The word "green" marks the lines to keep; find each one in the data and copy it.

+===+

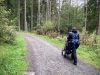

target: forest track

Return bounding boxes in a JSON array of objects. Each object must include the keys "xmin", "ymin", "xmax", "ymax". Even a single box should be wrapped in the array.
[{"xmin": 21, "ymin": 34, "xmax": 100, "ymax": 75}]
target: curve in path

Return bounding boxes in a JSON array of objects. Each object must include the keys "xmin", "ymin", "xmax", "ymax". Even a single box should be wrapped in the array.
[{"xmin": 21, "ymin": 34, "xmax": 100, "ymax": 75}]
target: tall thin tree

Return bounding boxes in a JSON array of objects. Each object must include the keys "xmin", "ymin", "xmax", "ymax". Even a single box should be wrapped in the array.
[
  {"xmin": 31, "ymin": 0, "xmax": 33, "ymax": 31},
  {"xmin": 24, "ymin": 0, "xmax": 27, "ymax": 31},
  {"xmin": 84, "ymin": 0, "xmax": 88, "ymax": 31},
  {"xmin": 97, "ymin": 0, "xmax": 100, "ymax": 35},
  {"xmin": 47, "ymin": 0, "xmax": 50, "ymax": 20},
  {"xmin": 18, "ymin": 0, "xmax": 20, "ymax": 31},
  {"xmin": 38, "ymin": 0, "xmax": 40, "ymax": 25},
  {"xmin": 69, "ymin": 0, "xmax": 71, "ymax": 28},
  {"xmin": 50, "ymin": 0, "xmax": 51, "ymax": 21},
  {"xmin": 58, "ymin": 0, "xmax": 60, "ymax": 32}
]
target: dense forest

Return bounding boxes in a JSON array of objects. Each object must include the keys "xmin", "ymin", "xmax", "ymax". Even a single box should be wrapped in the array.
[
  {"xmin": 0, "ymin": 0, "xmax": 100, "ymax": 35},
  {"xmin": 0, "ymin": 0, "xmax": 100, "ymax": 74},
  {"xmin": 1, "ymin": 0, "xmax": 100, "ymax": 44}
]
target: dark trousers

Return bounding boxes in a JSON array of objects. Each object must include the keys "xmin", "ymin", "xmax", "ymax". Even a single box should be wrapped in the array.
[{"xmin": 71, "ymin": 48, "xmax": 77, "ymax": 64}]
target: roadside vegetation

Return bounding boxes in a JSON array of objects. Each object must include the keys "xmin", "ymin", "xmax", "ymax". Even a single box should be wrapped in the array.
[
  {"xmin": 0, "ymin": 35, "xmax": 27, "ymax": 75},
  {"xmin": 0, "ymin": 5, "xmax": 27, "ymax": 75}
]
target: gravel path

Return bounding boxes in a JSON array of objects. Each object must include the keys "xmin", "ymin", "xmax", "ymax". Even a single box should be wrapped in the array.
[{"xmin": 21, "ymin": 34, "xmax": 100, "ymax": 75}]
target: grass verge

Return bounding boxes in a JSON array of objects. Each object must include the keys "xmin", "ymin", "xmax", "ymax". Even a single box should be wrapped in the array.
[
  {"xmin": 32, "ymin": 33, "xmax": 100, "ymax": 69},
  {"xmin": 77, "ymin": 45, "xmax": 100, "ymax": 69},
  {"xmin": 0, "ymin": 35, "xmax": 27, "ymax": 75}
]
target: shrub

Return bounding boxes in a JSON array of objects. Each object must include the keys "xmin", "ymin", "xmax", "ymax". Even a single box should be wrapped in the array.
[
  {"xmin": 0, "ymin": 35, "xmax": 27, "ymax": 75},
  {"xmin": 0, "ymin": 25, "xmax": 16, "ymax": 44},
  {"xmin": 49, "ymin": 32, "xmax": 58, "ymax": 38},
  {"xmin": 0, "ymin": 6, "xmax": 16, "ymax": 44},
  {"xmin": 80, "ymin": 28, "xmax": 100, "ymax": 59},
  {"xmin": 41, "ymin": 21, "xmax": 55, "ymax": 32},
  {"xmin": 33, "ymin": 24, "xmax": 41, "ymax": 30},
  {"xmin": 36, "ymin": 29, "xmax": 43, "ymax": 35}
]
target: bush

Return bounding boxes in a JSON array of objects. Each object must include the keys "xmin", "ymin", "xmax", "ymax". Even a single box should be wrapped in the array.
[
  {"xmin": 0, "ymin": 6, "xmax": 16, "ymax": 44},
  {"xmin": 33, "ymin": 24, "xmax": 41, "ymax": 30},
  {"xmin": 41, "ymin": 21, "xmax": 55, "ymax": 32},
  {"xmin": 93, "ymin": 35, "xmax": 100, "ymax": 58},
  {"xmin": 0, "ymin": 35, "xmax": 27, "ymax": 75},
  {"xmin": 36, "ymin": 29, "xmax": 43, "ymax": 35},
  {"xmin": 49, "ymin": 32, "xmax": 58, "ymax": 38},
  {"xmin": 0, "ymin": 25, "xmax": 16, "ymax": 44},
  {"xmin": 80, "ymin": 28, "xmax": 100, "ymax": 60}
]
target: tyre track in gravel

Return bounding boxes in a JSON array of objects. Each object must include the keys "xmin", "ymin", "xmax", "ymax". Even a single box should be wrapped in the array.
[{"xmin": 21, "ymin": 34, "xmax": 100, "ymax": 75}]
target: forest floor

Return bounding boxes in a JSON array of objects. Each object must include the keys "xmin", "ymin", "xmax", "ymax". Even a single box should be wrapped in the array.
[{"xmin": 21, "ymin": 34, "xmax": 100, "ymax": 75}]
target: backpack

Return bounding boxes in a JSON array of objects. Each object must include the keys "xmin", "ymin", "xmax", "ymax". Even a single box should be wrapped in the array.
[{"xmin": 72, "ymin": 33, "xmax": 80, "ymax": 49}]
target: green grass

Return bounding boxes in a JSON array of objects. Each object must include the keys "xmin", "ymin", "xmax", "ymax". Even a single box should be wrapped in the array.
[
  {"xmin": 31, "ymin": 33, "xmax": 100, "ymax": 69},
  {"xmin": 77, "ymin": 45, "xmax": 100, "ymax": 69},
  {"xmin": 0, "ymin": 35, "xmax": 27, "ymax": 75}
]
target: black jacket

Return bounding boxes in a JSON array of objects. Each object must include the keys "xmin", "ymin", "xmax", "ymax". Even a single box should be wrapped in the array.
[
  {"xmin": 67, "ymin": 29, "xmax": 80, "ymax": 49},
  {"xmin": 67, "ymin": 29, "xmax": 79, "ymax": 41}
]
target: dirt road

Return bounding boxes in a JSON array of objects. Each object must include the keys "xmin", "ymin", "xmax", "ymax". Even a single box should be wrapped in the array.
[{"xmin": 21, "ymin": 34, "xmax": 100, "ymax": 75}]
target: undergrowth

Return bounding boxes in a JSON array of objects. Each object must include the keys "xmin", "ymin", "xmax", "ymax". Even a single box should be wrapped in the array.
[
  {"xmin": 0, "ymin": 35, "xmax": 27, "ymax": 75},
  {"xmin": 77, "ymin": 45, "xmax": 100, "ymax": 69}
]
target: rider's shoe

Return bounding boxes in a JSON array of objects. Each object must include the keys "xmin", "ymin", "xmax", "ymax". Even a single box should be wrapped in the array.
[{"xmin": 73, "ymin": 63, "xmax": 77, "ymax": 65}]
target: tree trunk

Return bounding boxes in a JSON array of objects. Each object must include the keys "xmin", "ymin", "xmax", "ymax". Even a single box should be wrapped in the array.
[
  {"xmin": 18, "ymin": 0, "xmax": 20, "ymax": 31},
  {"xmin": 31, "ymin": 0, "xmax": 33, "ymax": 31},
  {"xmin": 68, "ymin": 0, "xmax": 71, "ymax": 28},
  {"xmin": 97, "ymin": 7, "xmax": 100, "ymax": 35},
  {"xmin": 47, "ymin": 0, "xmax": 50, "ymax": 20},
  {"xmin": 49, "ymin": 0, "xmax": 51, "ymax": 21},
  {"xmin": 24, "ymin": 0, "xmax": 27, "ymax": 31},
  {"xmin": 20, "ymin": 0, "xmax": 24, "ymax": 30},
  {"xmin": 84, "ymin": 0, "xmax": 88, "ymax": 31},
  {"xmin": 58, "ymin": 0, "xmax": 60, "ymax": 32},
  {"xmin": 38, "ymin": 0, "xmax": 40, "ymax": 25},
  {"xmin": 46, "ymin": 11, "xmax": 47, "ymax": 21}
]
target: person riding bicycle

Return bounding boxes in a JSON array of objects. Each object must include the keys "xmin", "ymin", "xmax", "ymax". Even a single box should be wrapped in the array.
[{"xmin": 64, "ymin": 27, "xmax": 80, "ymax": 65}]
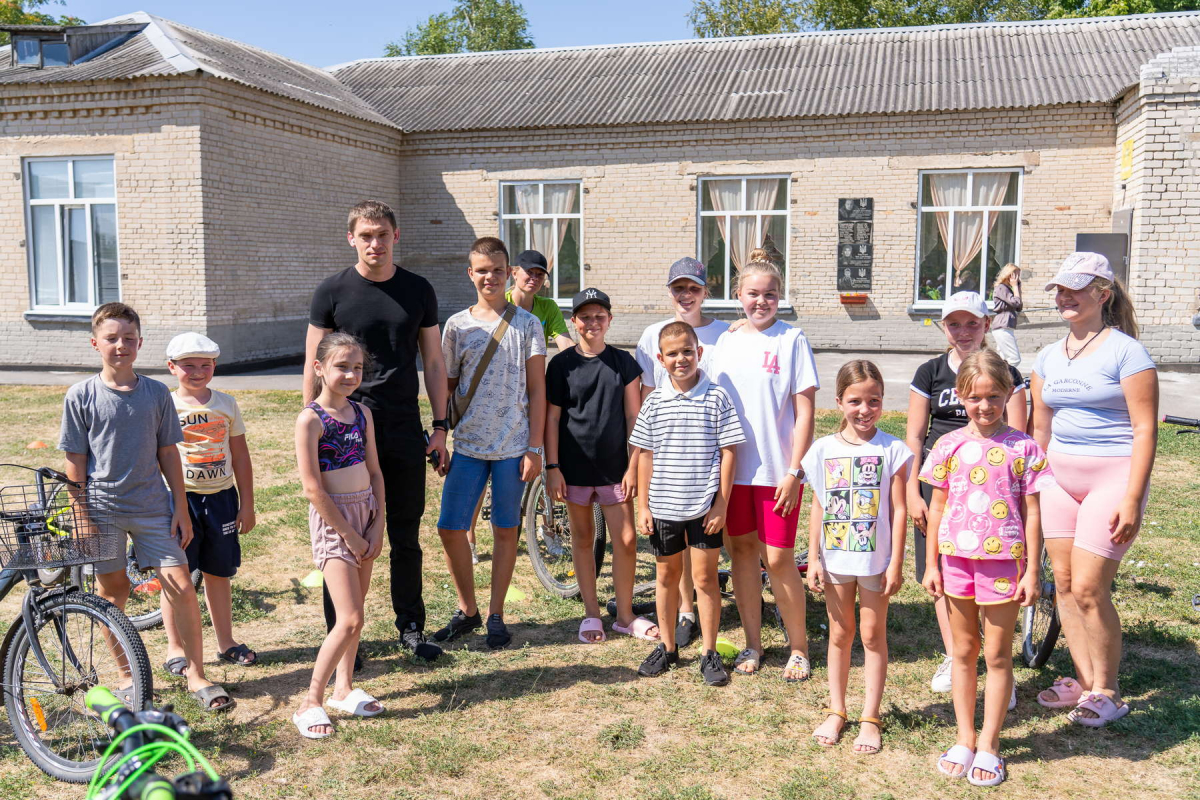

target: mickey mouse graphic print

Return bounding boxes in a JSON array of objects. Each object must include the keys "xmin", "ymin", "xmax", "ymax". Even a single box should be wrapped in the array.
[
  {"xmin": 801, "ymin": 430, "xmax": 913, "ymax": 577},
  {"xmin": 919, "ymin": 426, "xmax": 1055, "ymax": 561}
]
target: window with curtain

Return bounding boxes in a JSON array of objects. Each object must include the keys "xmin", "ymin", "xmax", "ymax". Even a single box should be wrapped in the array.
[
  {"xmin": 25, "ymin": 157, "xmax": 121, "ymax": 311},
  {"xmin": 915, "ymin": 170, "xmax": 1020, "ymax": 304},
  {"xmin": 699, "ymin": 176, "xmax": 789, "ymax": 301},
  {"xmin": 499, "ymin": 180, "xmax": 582, "ymax": 301}
]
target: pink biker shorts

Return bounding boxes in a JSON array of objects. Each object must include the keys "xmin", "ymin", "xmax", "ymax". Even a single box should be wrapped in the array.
[
  {"xmin": 564, "ymin": 483, "xmax": 627, "ymax": 507},
  {"xmin": 941, "ymin": 554, "xmax": 1024, "ymax": 605},
  {"xmin": 727, "ymin": 484, "xmax": 802, "ymax": 548},
  {"xmin": 1040, "ymin": 451, "xmax": 1147, "ymax": 561}
]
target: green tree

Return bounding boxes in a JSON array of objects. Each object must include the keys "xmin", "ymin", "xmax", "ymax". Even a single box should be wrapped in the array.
[
  {"xmin": 688, "ymin": 0, "xmax": 805, "ymax": 37},
  {"xmin": 386, "ymin": 0, "xmax": 534, "ymax": 57},
  {"xmin": 1, "ymin": 1, "xmax": 83, "ymax": 46}
]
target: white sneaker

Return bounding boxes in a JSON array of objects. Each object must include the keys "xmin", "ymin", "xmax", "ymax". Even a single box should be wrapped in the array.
[
  {"xmin": 1009, "ymin": 683, "xmax": 1017, "ymax": 711},
  {"xmin": 931, "ymin": 654, "xmax": 954, "ymax": 693},
  {"xmin": 470, "ymin": 543, "xmax": 479, "ymax": 565}
]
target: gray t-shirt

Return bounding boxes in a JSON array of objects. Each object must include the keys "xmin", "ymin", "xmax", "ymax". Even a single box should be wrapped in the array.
[
  {"xmin": 59, "ymin": 374, "xmax": 183, "ymax": 516},
  {"xmin": 442, "ymin": 305, "xmax": 546, "ymax": 460}
]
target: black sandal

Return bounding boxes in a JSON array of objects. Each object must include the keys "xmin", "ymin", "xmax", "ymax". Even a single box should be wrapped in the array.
[
  {"xmin": 163, "ymin": 657, "xmax": 188, "ymax": 678},
  {"xmin": 191, "ymin": 684, "xmax": 236, "ymax": 713},
  {"xmin": 217, "ymin": 643, "xmax": 258, "ymax": 666}
]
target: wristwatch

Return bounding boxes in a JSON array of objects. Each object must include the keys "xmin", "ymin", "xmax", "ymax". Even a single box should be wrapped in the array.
[
  {"xmin": 527, "ymin": 446, "xmax": 544, "ymax": 456},
  {"xmin": 787, "ymin": 467, "xmax": 804, "ymax": 479},
  {"xmin": 431, "ymin": 418, "xmax": 449, "ymax": 432}
]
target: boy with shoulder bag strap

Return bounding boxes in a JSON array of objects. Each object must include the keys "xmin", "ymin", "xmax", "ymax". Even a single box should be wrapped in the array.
[{"xmin": 435, "ymin": 237, "xmax": 547, "ymax": 649}]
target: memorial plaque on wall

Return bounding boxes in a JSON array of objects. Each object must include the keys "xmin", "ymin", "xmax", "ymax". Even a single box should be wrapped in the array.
[
  {"xmin": 838, "ymin": 221, "xmax": 873, "ymax": 244},
  {"xmin": 837, "ymin": 198, "xmax": 874, "ymax": 221},
  {"xmin": 837, "ymin": 243, "xmax": 873, "ymax": 292}
]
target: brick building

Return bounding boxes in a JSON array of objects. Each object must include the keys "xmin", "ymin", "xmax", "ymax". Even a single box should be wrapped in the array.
[{"xmin": 2, "ymin": 11, "xmax": 1199, "ymax": 367}]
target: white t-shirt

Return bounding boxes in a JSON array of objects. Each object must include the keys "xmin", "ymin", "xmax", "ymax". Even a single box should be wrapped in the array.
[
  {"xmin": 635, "ymin": 318, "xmax": 730, "ymax": 390},
  {"xmin": 710, "ymin": 320, "xmax": 820, "ymax": 486},
  {"xmin": 801, "ymin": 431, "xmax": 913, "ymax": 577}
]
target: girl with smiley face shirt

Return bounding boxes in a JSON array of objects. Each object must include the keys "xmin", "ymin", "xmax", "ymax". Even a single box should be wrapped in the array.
[{"xmin": 919, "ymin": 350, "xmax": 1053, "ymax": 787}]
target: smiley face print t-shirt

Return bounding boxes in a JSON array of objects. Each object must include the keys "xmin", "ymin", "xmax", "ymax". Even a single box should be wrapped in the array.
[{"xmin": 918, "ymin": 426, "xmax": 1054, "ymax": 561}]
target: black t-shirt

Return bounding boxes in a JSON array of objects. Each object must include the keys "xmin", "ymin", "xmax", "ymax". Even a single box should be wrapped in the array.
[
  {"xmin": 309, "ymin": 266, "xmax": 438, "ymax": 416},
  {"xmin": 910, "ymin": 352, "xmax": 1026, "ymax": 452},
  {"xmin": 546, "ymin": 346, "xmax": 642, "ymax": 487}
]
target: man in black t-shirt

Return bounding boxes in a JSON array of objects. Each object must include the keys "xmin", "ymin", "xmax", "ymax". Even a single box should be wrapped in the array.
[{"xmin": 305, "ymin": 200, "xmax": 448, "ymax": 661}]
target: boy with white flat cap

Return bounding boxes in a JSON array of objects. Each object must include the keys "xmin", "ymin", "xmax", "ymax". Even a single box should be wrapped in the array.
[{"xmin": 164, "ymin": 332, "xmax": 258, "ymax": 671}]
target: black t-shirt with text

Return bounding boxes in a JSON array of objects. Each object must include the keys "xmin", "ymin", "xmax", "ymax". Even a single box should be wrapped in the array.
[
  {"xmin": 910, "ymin": 352, "xmax": 1026, "ymax": 452},
  {"xmin": 309, "ymin": 266, "xmax": 438, "ymax": 417},
  {"xmin": 546, "ymin": 346, "xmax": 643, "ymax": 487}
]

+===+

- _Output_:
target: green grass
target: green tree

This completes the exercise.